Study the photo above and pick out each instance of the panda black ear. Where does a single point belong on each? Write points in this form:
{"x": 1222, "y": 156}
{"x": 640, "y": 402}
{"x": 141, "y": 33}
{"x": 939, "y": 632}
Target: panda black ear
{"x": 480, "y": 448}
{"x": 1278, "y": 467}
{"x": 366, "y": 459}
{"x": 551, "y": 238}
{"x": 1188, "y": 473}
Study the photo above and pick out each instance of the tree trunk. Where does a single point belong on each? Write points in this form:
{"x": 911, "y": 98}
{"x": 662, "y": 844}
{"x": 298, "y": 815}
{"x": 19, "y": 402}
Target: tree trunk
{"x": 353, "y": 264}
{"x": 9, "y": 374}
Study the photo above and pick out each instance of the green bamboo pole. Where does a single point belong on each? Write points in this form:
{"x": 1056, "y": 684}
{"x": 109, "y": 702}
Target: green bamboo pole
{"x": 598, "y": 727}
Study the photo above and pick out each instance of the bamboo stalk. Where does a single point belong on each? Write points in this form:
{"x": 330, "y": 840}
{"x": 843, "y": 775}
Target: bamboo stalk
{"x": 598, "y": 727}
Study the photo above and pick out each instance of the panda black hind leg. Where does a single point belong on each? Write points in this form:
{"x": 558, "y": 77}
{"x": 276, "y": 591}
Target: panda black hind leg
************
** Instruction **
Exactly reproduce every line of the records.

** Response to the exercise **
Study the photo above and pick out each instance of the panda black ear. Where does a single point belong on each? Write points in this form:
{"x": 1222, "y": 156}
{"x": 640, "y": 402}
{"x": 141, "y": 33}
{"x": 939, "y": 632}
Target: panda black ear
{"x": 480, "y": 448}
{"x": 1278, "y": 467}
{"x": 366, "y": 459}
{"x": 551, "y": 238}
{"x": 1188, "y": 473}
Study the photo above and pick out each instance of the tree trunk. Where does a single point belong on each? Write points in this form:
{"x": 911, "y": 98}
{"x": 662, "y": 844}
{"x": 298, "y": 815}
{"x": 19, "y": 402}
Target: tree trunk
{"x": 353, "y": 264}
{"x": 9, "y": 374}
Study the photo above and pick out each instance of the green bamboo pole. Where does a single point belong on each? Write points in this form:
{"x": 1056, "y": 684}
{"x": 109, "y": 702}
Target: green bamboo pole
{"x": 598, "y": 727}
Study the photo above and pick out each instance of the bamboo stalk. Where does a single point belong on each? Write points in this form:
{"x": 330, "y": 840}
{"x": 843, "y": 775}
Target: bamboo stalk
{"x": 598, "y": 727}
Study the photo above and pick out each instance of the panda black hind leg. Where does a single point belong on each? Write points in this form:
{"x": 558, "y": 77}
{"x": 276, "y": 591}
Target: panda black hind leg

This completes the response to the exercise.